TASK TO COMPLETE:
Exactly the lines from the one with "Point to the gold candle" to the end of the entries should appear in your answer, retyped word for word.

[Image-grounded pointing data]
::::::::::
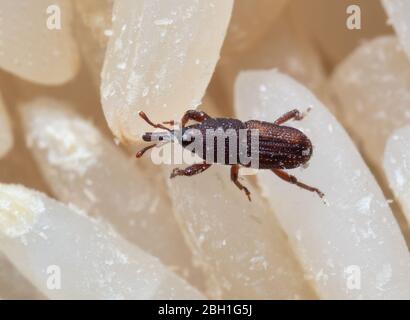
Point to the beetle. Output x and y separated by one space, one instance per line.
280 147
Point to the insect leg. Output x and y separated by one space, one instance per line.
291 179
142 151
193 115
191 170
294 114
147 120
234 178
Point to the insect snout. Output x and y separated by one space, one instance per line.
157 136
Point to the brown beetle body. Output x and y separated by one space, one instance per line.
278 148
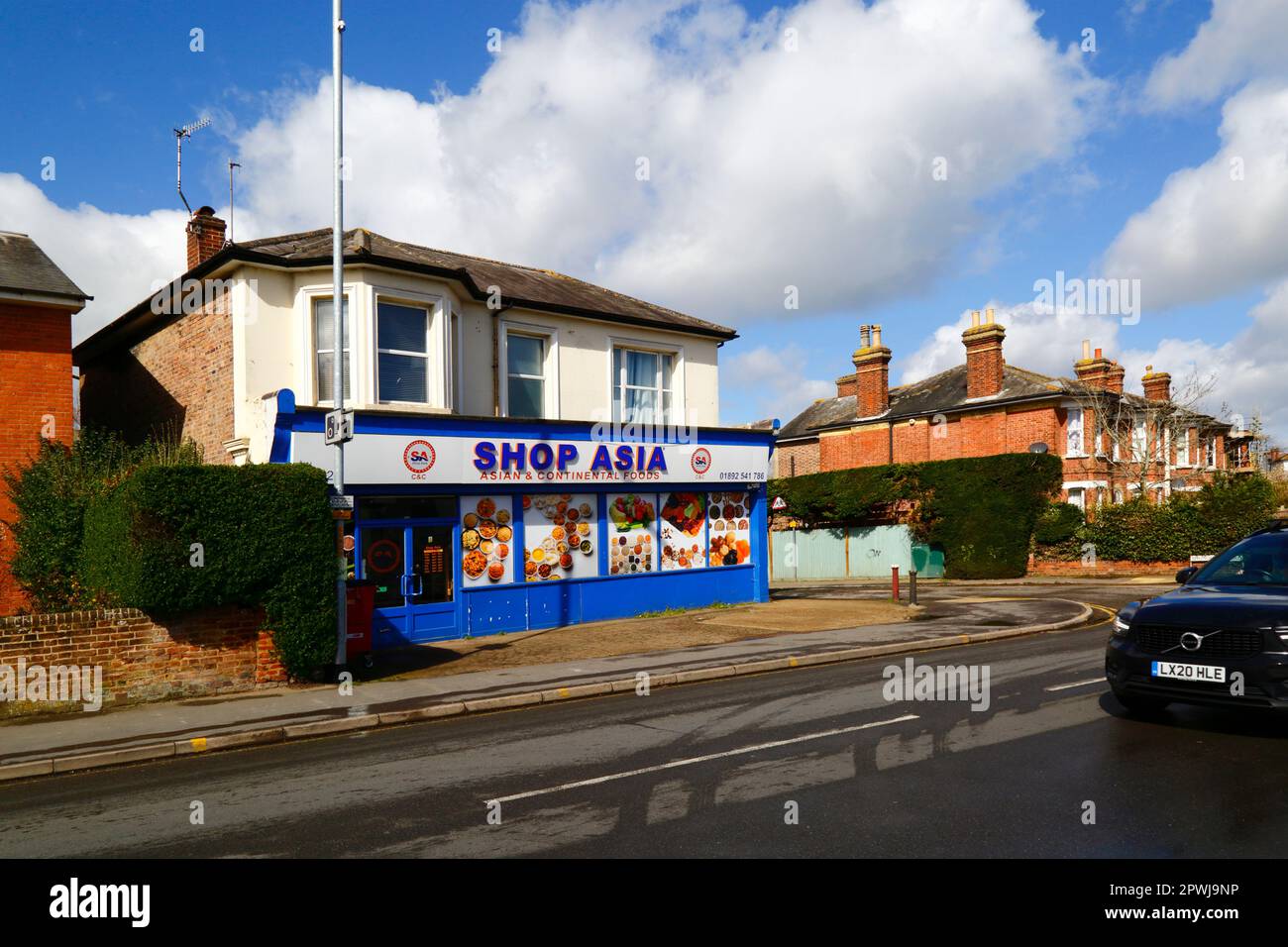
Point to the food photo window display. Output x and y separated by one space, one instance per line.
729 528
631 547
683 518
559 536
487 538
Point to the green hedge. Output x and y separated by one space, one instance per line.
51 495
980 510
266 539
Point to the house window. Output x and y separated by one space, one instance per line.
323 350
526 375
1073 434
402 354
642 385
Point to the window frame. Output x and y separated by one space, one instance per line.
678 416
550 365
432 372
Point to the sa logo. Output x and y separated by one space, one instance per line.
700 460
419 458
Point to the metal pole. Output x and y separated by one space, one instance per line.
338 309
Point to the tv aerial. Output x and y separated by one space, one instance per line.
179 134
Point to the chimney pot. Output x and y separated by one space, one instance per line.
205 236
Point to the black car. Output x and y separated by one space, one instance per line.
1222 638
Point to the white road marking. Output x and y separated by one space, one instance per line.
1077 684
691 761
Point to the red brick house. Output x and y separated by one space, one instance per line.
38 302
986 406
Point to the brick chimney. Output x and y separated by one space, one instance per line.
984 361
1158 384
205 236
1098 371
871 372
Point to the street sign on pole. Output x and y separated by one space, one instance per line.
339 427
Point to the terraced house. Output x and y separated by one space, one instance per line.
529 450
1113 442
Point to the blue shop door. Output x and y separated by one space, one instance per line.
413 569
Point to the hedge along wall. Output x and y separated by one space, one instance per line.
980 510
179 539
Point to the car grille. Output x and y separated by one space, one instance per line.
1157 639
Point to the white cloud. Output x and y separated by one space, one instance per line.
112 257
1249 369
767 167
1241 40
768 382
1216 228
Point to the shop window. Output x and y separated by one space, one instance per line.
402 354
526 375
323 351
642 385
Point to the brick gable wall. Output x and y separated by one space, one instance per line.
35 388
181 376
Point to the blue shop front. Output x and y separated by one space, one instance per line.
473 526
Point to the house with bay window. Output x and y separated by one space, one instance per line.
1113 444
529 450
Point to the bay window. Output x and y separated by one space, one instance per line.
642 385
323 350
402 354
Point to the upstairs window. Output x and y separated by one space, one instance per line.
1073 434
323 351
642 386
526 375
402 354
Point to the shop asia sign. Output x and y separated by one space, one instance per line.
514 458
390 459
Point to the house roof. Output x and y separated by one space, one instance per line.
27 269
945 393
520 286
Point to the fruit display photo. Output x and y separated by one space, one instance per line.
631 545
559 535
487 538
683 541
729 531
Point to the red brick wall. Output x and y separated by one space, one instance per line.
180 376
215 651
35 382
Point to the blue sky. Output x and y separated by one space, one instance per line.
98 86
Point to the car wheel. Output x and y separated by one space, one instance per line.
1137 703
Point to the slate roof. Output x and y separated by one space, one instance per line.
943 393
524 286
25 268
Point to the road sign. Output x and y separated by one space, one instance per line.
339 427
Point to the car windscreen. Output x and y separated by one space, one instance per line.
1256 561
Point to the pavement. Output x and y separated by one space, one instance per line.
810 763
179 728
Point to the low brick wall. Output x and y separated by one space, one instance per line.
143 659
1104 569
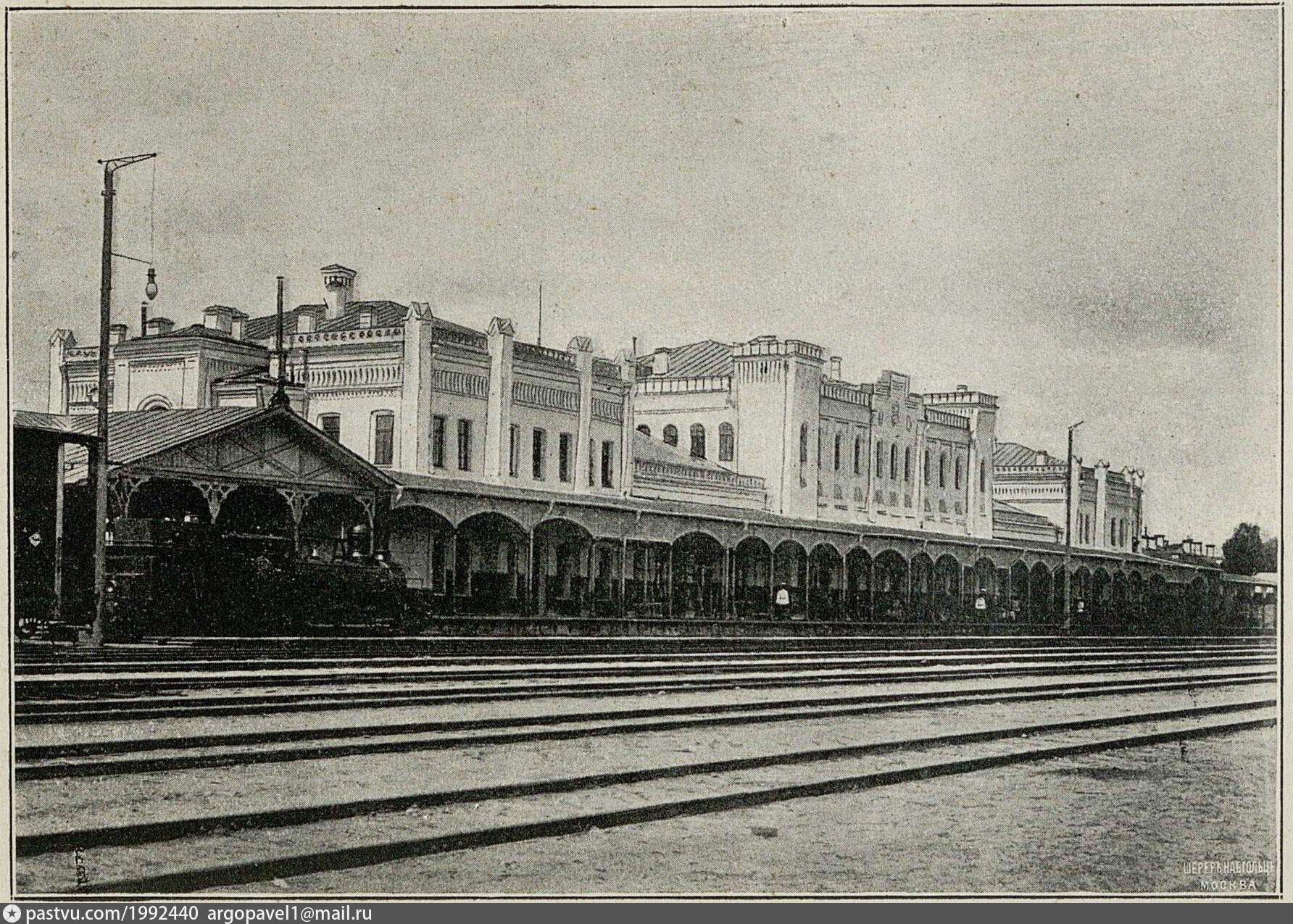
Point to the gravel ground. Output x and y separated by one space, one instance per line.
52 805
1120 823
75 803
179 727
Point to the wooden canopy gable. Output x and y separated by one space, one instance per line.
275 447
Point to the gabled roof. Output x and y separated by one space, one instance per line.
384 315
135 436
57 424
191 331
649 449
694 361
1018 454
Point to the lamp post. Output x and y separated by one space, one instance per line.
105 320
1068 525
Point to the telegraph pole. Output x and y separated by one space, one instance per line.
105 321
1068 525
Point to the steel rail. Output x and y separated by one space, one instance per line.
371 854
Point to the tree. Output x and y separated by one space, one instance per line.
1271 548
1245 554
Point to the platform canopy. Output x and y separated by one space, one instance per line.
221 449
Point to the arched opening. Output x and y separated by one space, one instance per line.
699 577
1118 618
646 579
891 587
1081 602
1102 600
752 562
1197 607
984 590
697 441
1020 594
857 567
1040 595
727 442
168 500
947 590
491 565
335 526
1160 615
826 567
252 536
1136 604
254 511
419 542
790 573
562 569
922 588
155 402
1059 580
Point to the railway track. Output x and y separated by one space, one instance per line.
168 662
353 834
175 752
89 701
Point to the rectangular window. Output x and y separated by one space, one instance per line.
564 445
437 441
383 438
539 455
608 451
465 445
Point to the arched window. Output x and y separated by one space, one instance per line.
383 437
697 441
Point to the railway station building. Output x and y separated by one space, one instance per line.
694 483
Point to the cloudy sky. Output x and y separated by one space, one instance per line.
1075 209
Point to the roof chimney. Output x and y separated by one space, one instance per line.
217 318
158 328
339 288
307 320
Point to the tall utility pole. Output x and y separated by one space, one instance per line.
105 321
1068 525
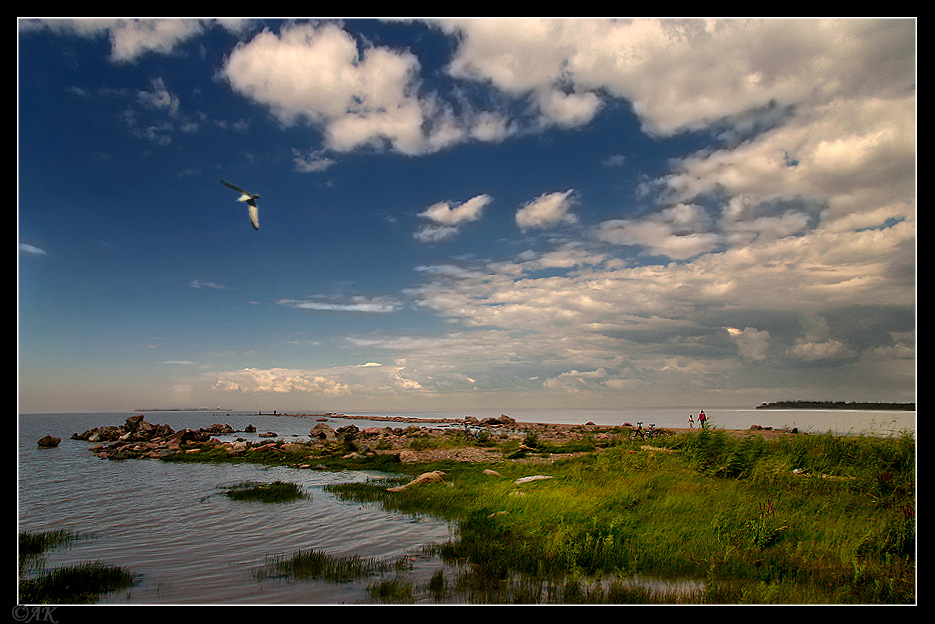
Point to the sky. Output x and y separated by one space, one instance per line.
476 214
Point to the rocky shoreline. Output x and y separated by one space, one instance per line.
137 438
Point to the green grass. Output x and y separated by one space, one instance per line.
82 583
803 519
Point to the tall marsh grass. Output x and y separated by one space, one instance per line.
799 519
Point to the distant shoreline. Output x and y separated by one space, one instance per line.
904 407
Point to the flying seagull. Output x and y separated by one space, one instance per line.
249 198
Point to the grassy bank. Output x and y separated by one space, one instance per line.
795 520
83 583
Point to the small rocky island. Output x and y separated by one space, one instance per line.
138 439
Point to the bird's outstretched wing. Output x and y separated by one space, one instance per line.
236 188
254 214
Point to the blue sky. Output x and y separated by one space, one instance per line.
476 214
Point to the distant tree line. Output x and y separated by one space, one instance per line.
837 405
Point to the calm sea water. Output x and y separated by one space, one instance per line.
171 524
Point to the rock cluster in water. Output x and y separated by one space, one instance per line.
138 438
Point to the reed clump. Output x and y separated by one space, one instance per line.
274 492
82 583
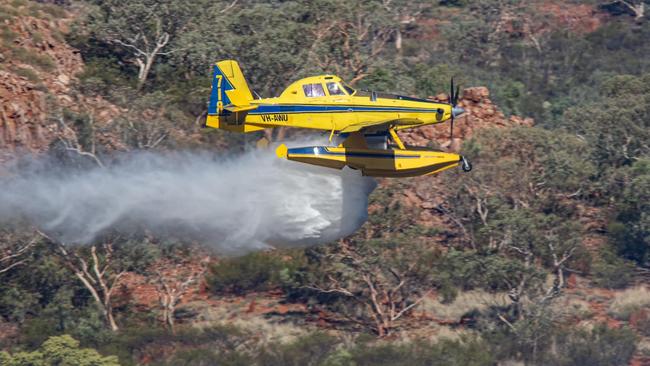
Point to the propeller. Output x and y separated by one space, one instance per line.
455 111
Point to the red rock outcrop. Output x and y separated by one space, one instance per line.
480 112
27 104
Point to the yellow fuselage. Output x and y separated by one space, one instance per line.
293 108
326 103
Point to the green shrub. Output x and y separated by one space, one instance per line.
309 350
629 301
612 271
257 271
53 10
464 352
61 350
7 34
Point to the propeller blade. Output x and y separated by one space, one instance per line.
451 131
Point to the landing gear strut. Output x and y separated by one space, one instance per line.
465 164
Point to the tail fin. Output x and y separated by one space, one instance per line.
228 87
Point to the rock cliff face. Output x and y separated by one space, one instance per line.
480 112
37 74
27 91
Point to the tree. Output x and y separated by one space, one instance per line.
620 133
144 29
373 284
630 227
100 267
174 281
14 251
522 208
61 350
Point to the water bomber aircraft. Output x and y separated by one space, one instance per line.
366 123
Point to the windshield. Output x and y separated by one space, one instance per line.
348 89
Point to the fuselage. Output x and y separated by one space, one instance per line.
326 103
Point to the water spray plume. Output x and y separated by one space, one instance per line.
246 203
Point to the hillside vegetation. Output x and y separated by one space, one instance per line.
539 256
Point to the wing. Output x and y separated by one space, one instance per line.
380 125
233 108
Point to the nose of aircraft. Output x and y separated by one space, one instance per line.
457 111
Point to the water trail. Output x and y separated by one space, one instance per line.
236 205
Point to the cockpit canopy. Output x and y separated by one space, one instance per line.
319 86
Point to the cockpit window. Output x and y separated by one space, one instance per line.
335 89
348 89
313 90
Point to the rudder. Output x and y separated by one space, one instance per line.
229 87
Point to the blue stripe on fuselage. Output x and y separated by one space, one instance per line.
322 150
291 108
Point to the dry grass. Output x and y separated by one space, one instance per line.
629 301
573 307
266 329
464 303
644 347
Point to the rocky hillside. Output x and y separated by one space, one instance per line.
37 75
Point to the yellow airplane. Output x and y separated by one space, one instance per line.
365 120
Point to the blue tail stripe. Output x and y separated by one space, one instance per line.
214 94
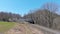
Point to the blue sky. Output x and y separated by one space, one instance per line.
22 6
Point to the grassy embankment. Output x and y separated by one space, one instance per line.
4 26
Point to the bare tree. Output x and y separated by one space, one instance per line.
53 7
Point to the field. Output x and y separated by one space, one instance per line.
4 26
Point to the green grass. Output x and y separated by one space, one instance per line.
4 26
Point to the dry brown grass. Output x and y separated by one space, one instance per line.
23 29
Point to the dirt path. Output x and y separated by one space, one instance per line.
23 29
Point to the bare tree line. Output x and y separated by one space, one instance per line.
44 16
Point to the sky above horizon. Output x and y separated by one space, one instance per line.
22 6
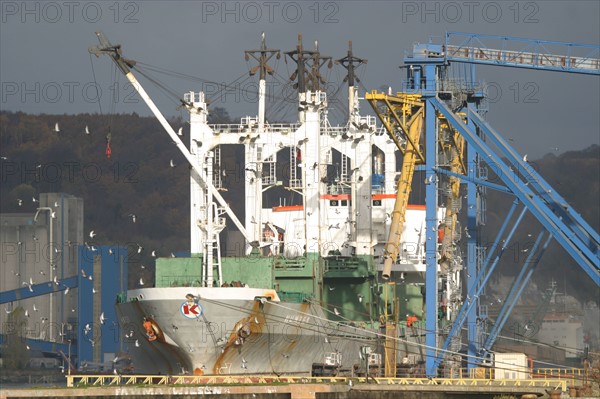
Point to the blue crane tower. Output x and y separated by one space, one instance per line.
460 104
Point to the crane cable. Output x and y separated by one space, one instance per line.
108 150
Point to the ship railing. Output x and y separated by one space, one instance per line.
249 124
178 281
337 188
332 263
283 263
408 375
335 130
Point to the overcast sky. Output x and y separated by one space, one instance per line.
45 66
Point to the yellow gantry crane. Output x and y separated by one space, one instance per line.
402 115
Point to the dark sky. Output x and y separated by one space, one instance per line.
45 66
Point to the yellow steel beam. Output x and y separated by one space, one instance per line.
389 117
392 247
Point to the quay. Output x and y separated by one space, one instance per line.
275 387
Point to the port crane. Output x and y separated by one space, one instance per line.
456 107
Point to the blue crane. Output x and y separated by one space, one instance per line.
426 70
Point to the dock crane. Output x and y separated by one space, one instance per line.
457 106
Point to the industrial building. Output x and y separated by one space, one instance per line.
54 279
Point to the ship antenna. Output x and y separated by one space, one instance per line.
262 56
350 62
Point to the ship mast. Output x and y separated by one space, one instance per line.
262 56
350 62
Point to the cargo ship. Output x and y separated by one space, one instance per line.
310 292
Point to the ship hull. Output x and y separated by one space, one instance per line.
220 333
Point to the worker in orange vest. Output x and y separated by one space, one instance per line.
149 329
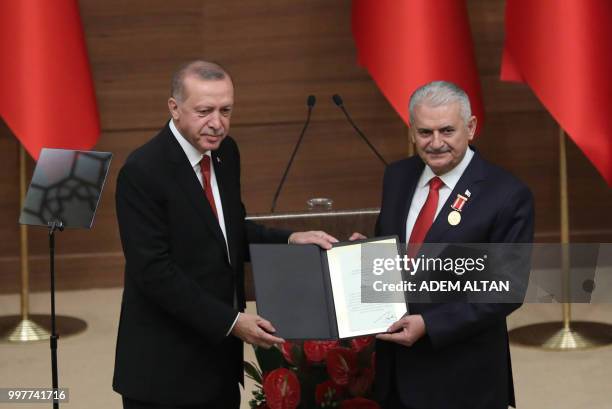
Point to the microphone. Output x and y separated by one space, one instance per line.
338 101
310 102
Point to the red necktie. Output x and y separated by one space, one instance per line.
426 217
205 169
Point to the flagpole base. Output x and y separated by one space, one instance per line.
553 336
37 327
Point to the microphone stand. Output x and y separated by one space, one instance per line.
338 101
53 226
310 102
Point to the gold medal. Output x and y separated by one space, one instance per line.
454 218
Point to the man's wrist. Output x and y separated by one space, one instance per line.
233 324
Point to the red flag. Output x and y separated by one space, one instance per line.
46 92
406 44
563 50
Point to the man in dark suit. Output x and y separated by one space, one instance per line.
185 238
449 355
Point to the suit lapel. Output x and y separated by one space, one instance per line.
407 188
187 180
470 180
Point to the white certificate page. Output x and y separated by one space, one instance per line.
355 318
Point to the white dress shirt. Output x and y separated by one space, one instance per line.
195 157
450 179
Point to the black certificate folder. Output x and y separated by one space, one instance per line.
311 293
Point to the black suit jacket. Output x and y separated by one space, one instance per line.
464 360
178 300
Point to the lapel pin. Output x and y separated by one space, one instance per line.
454 217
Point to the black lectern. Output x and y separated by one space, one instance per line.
64 192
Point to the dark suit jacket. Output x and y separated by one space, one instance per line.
464 360
178 300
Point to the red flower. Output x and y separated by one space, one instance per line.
282 389
359 403
286 348
341 365
328 392
316 351
361 382
361 343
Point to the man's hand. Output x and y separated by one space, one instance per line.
254 330
357 236
406 331
320 238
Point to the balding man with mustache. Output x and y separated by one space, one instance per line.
449 355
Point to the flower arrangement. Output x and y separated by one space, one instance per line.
314 374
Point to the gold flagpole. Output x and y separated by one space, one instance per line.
28 327
565 335
20 328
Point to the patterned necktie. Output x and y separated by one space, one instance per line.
426 217
205 169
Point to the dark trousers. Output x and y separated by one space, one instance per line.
229 399
392 400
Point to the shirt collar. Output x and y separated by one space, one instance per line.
193 155
451 177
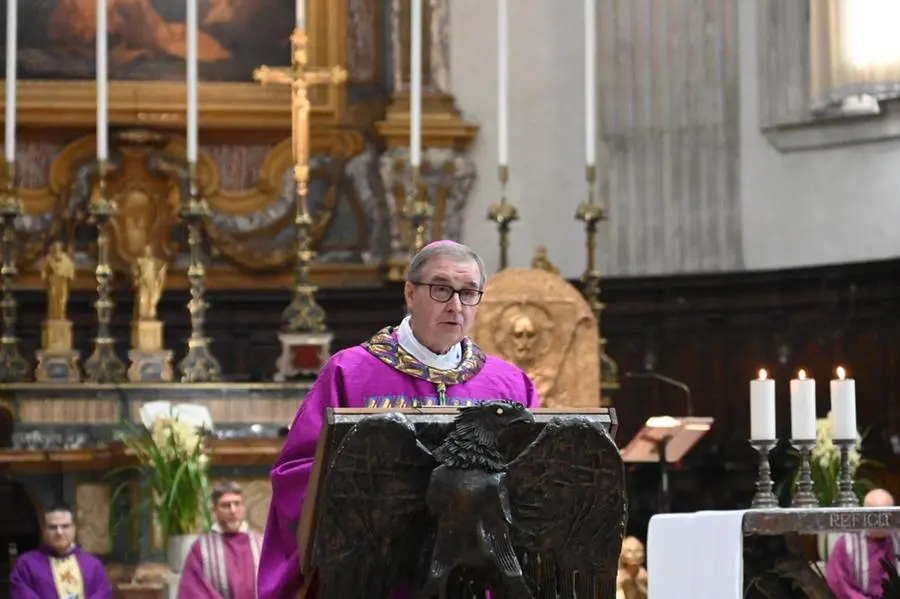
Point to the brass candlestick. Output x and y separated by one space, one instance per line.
765 497
846 495
591 213
805 496
13 367
417 211
303 314
103 366
504 214
198 365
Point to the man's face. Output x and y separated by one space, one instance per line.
230 512
59 531
439 325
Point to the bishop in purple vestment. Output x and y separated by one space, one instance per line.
58 569
427 360
222 564
854 568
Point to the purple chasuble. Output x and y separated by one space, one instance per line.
221 565
378 373
32 577
854 570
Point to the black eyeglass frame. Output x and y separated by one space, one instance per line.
454 291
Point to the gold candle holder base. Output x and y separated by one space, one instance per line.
198 365
104 365
504 214
417 211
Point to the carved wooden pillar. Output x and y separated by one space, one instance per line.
447 173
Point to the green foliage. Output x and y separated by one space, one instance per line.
173 475
825 465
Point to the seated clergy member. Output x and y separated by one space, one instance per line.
854 568
58 569
426 361
222 564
::::::::::
SOLUTION TO THE PROBLEM:
Point to the gold candle holder base. Output x and y separated by one space, one instance per line.
198 365
104 365
504 214
417 211
Point to the carved wooden pillar. Output x and y separated by one space, one instance per line.
447 173
Point to the green foliage. Output x and y separated by one space, one instance per line.
173 475
825 465
Point to the seated clergy member. Output x and y separated by one space, one instance per line.
854 568
58 569
426 361
222 564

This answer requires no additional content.